*** Excerpt

Insofar as aggravated battery and torture are concerned, only facts occurring prior to death may be considered. The death of a victim who dies instantaneously with little or no forewarning does not involve torture or aggravated battery ( Godfrey v. Georgia, 48 USLW 4541 (1980); Mulligan v. State,
Where only facts occurring prior to death are relied upon to support a finding of torture or aggravated battery, the fact that the victim was tortured or was the victim of an aggravated battery will also support a finding of depravity of mind of the defendant; i.e., a defendant who tortures the victim or subjects the victim to an aggravated battery before killing the victim can be found to have a depraved mind.
In determining whether the evidence shows "depravity of mind," the age, and the physical characteristics of the victim may be considered. See Thomas v. State,
A defendant who mutilates or seriously disfigures the victim's body after death (cf. Code 26-1305, supra), or who commits a sex act upon the victim's body after death may be found to have a depraved mind and such acts would be sufficient to show depravity of mind of the defendant within the meaning of the statute.
Where it cannot be determined whether the victim was subjected to an aggravated battery or torture before death, or to mutilation or disfigurement after death, because the exact time of death or the precise act causing death cannot be ascertained, the penalty of death nevertheless may be sustained on the basis of aggravated battery or serious physical abuse before death or depravity of mind demonstrated after death.
As heretofore stated, the evidence must be sufficient to satisfy the first major component of statutory aggravating circumstance seven (7) ("outrageously or wantonly vile, horrible or inhuman"), and at least one (or more) of the three parts of the second component (aggravated battery to the victim, or torture to the victim, or depravity of mind of the defendant). 
Review of the actual application of the section to the evidence in the case is a matter of sentence review and will be considered in that division of this opinion.
4. The trial court in the sentencing phase instructed the jury that they were authorized to consider the death penalty if they found the following statutory aggravating circumstance beyond a reasonable doubt: "The offense of murder was outrageously or wantonly vile, horrible, or inhuman in that it involved an aggravated battery to the victim." Code Ann. 27-2534.1 (b) (7).
Appellant in his third enumeration of error argues that under Code Ann. 27-2534.1 (b) (7), a jury is not authorized to impose a death penalty unless they find not only an "aggravated battery," but also "depravity of mind." This enumeration is without merit.
To have charged "depravity of mind" would have given the jury an additional ground in which the jury could have found the existence of the statutory aggravating circumstance and therefore would have been detrimental to the appellant. See Division 3. Appellant cannot complain of a charge which is beneficial to him.
5. Appellant's fifth enumeration of error contends that his statements made during his interrogation should have been excluded because these statements were the product of an illegal arrest without probable cause. Appellant argues that an arrest is a seizure within the meaning of the Fourth Amendment and therefore an arrest absent probable cause violates the amendment, thereby triggering the exclusionary rule. Dunaway v. New York, ---- U. S. ---- (99 SC 2248, 60 LE2d 824) (1979). However, appellant never challenged the legality of his arrest and raises this argument for the first time on appeal. Fleming v. State,
Notwithstanding appellant's failure to object below, we find that upon careful examination of the record, probable cause for the appellant's arrest existed.

******
*** Data segment

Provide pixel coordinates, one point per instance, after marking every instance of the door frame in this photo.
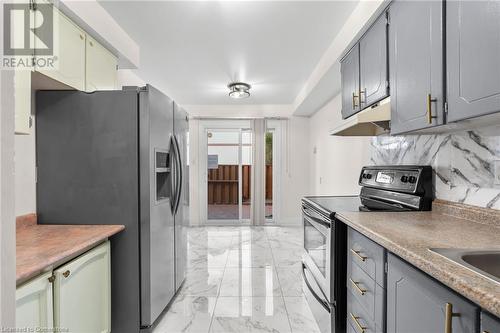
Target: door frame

******

## Actions to take
1: List every court case the death-penalty appeal excerpt cites by name.
2: Continue the death-penalty appeal excerpt from its last sentence, about probable cause for the appellant's arrest.

## Results of the tasks
1:
Godfrey v. Georgia
Mulligan v. State
Thomas v. State
Dunaway v. New York
Fleming v. State

2:
Agents of the military police were in possession of the following information prior to appellant's arrest. First, from the phone calls they knew the person who killed the victims was a young black male. Second, they knew that the perpetrator was a soldier because the calls they received showed an intimate knowledge of the military reservation and the letters were written on military stationery. Also, a military cap was found near one of the bodies. Finally, they knew that the appellant, a young, black male soldier, was the last person seen with a victim prior to her death. Such information would lead a reasonably cautious person to believe that appellant had committed the offense, thereby furnishing probable cause for his arrest. See Proper v. United States,
6. In his sixth enumeration of error, appellant contends not only that the rule of Witherspoon v. Illinois,
One potential juror, upon voir dire examination, favored the imposition of the death penalty. However, it is clear from the transcript that this potential juror would consider both punishments authorized by law in her deliberations. She was not "irrevocably committed" to the sentence of death no matter what the facts and circumstances of the case. It therefore follows that the court's failure to excuse the juror upon motion was not based upon a "double standard." Patrick v. State, supra.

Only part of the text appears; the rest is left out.